Vorgegebener Text |

::::

"Herbstschatten stehen seit ihrer Gründung im Jahr 2009 für handgemachten Black Metal. In ihrem Stil verknüpft sich das Neue mit dem Alten, das Melodische mit dem Brachialen. Traditionelle Folkeinflüsse ummanteln progressive Hard Rock Passagen. Deutsche und norwegische Texte werden vorrangig gebrüllt aber auch melodiös gesungen, so treffen melancholische Cleanparts treffen auf aggressives Geballer." So lautet die Vorstellung auf der Bandcamp Präsenz und ich möchte eigentlich nur dazufügen: "...und man wird die Musik mögen oder hassen, kalt lassen wird das Album aber eher nicht."

Die vier Herren aus Hamburg liefern mit ihrem zweiten Album etwas mehr als 50 Minuten harte Kost, die hörbar etwas Besonderes darstellen will. Das in meinen Augen wunderbare Cover zeigt bereits einige Mühen, das Konzept über die Menschheit als Titelgebender 'Abschaum' findet sich konsequent in den Texten wieder und vor allem die Vermengung unterschiedlicher Stile und Emotionen zwischen den Tracks, aber auch innerhalb einzelner, hat man auf diese Weise sicherlich noch nicht all zu oft gehört. So werden sicherlich einige Hörer frohlocken, denn Herbstschatten werfen mit Black Metal, Dark Metal, Neuer Deutscher Härte, Folk und klassischen und progressiven Rock um sich, sie bieten eine Fülle von Gesangsstilen, Chöre, Shoutchöre, Märchenonkelerzähler à la Helrunar, häufig Immortal-Knarzen oder klassisch anmutender Gesang. Sie lautäußern sich zweisprachig, hauen noch Samples mit rein in den Topf und klingen gefühlt alle 30 Sekunden anders. So anders, dass die Liste der Referenzbands den Rahmen sprengen würde. Und sie können tatsächlich in allen Bereichen zeigen, dass sie mit ihren Instrumenten und Kehlen umzugehen verstehen. Dafür verdienen sie in jeden Fall Anerkennung. Denn während andere Bands ein Album nach dem anderen ohne nennenswerte Mühen mit den immergleichen Akkorden und Stilmitteln rausrotzen kann ich mir vorstellen, wie man hier darum bemüht war, etwas Ungewöhnliches zu schaffen.

::::

Aufgaben |
- A) Erkläre bitte in ein bis drei Sätzen, weshalb Herbstschatten laut der Albumrezension Anerkennung verdienen.
- B) Nimm die Albumrezension wieder auf und schreibe sie nach ihrem letzten Satz fort.

Datensatzauszug |
::::

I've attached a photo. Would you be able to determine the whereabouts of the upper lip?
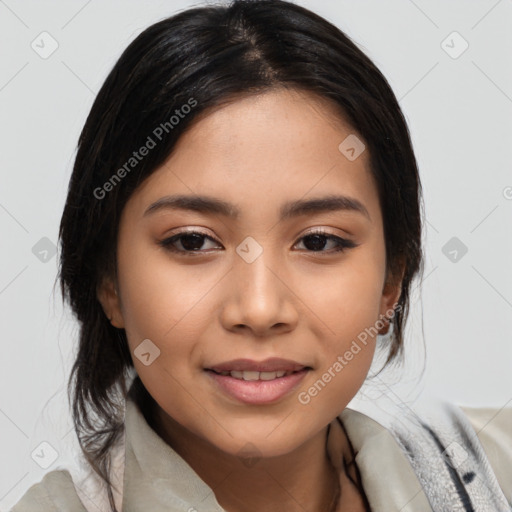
[206,357,309,372]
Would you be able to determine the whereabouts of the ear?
[96,278,124,329]
[379,269,405,334]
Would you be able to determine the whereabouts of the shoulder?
[461,407,512,503]
[10,470,85,512]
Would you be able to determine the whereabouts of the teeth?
[219,370,293,380]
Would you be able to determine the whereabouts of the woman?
[13,1,512,512]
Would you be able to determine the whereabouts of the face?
[100,90,399,456]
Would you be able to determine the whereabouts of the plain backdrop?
[0,0,512,510]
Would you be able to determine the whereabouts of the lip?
[205,367,310,405]
[206,357,310,372]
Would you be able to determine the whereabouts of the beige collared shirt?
[11,400,512,512]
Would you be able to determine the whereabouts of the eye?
[294,229,359,253]
[159,230,215,256]
[159,230,359,256]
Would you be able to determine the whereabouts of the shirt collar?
[122,399,432,512]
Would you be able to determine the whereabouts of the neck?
[150,406,343,512]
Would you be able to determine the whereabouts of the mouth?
[206,366,311,381]
[204,358,313,405]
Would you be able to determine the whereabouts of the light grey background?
[0,0,512,510]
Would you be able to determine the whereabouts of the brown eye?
[294,230,358,253]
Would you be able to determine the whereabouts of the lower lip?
[206,369,309,404]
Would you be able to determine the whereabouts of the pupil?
[304,235,326,250]
[181,233,204,251]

::::

Lösungen |
- A) Herbstschatten zeigen in allen Bereichen, dass sie mit ihren Instrumenten und Kehlen umzugehen verstehen. Außerdem bemühten sie sich erkennbar darum, etwas Ungewöhnliches zu schaffen. Andere Bands bringen dagegen ohne nennenswerte Mühe ein Album nach dem anderen mit den immergleichen Akkorden und Stilmitteln heraus.

- B)
Leider jedoch haben sich Herbstschatten in meinen Ohren an einigen Stellen verrannt: Denn während die Heroen des Progressive Rock und Metal komplexe Melodiegebilde schlüssig ineinanderfügen wirkt 'Abschaum' oft zerrissen, die Brüche innerhalb der Songs zu abrupt und die glasklare Produktion verhindern ein ineinanderfließen der Elemente. Dann ist mir die Mischung manches Mal zu viel: Während man in den packenden Erzählparts, in Folk Momenten und bei manchen dramatischen Black Metal Sequenzen wirklich gut Atmosphäre und Gefühl aufkommen lässt, sind gerade die Dark Metal / Neue Deutsche Härte Parts und manche Blast Parts furchtbar plump und nervig. Durch die fehlenden Übergänge ist man so (vermutlich absichtlich) vor den Kopf gestoßen, aber dadurch baut sich bei mir kaum Kopfkino auf und ich bin zum Teil genervt, wenn ein Part, der mir wirklich gut gefällt, abrupt mit dem Holzhammer durch irgendeinen Stumpfblock weggefegt wird. Und auch textlich werden Herbstschatten noch einige Entwicklung hinlegen müssen, um mich zu reißen, denn hier werden bedeutungsschwanger und zum Teil witzige Nutzung von Kinderreimen vernichtet durch wieder eher plumpe Standartphrasen oder Murks, der sehr an Ost+Front und Konsorten erinnert.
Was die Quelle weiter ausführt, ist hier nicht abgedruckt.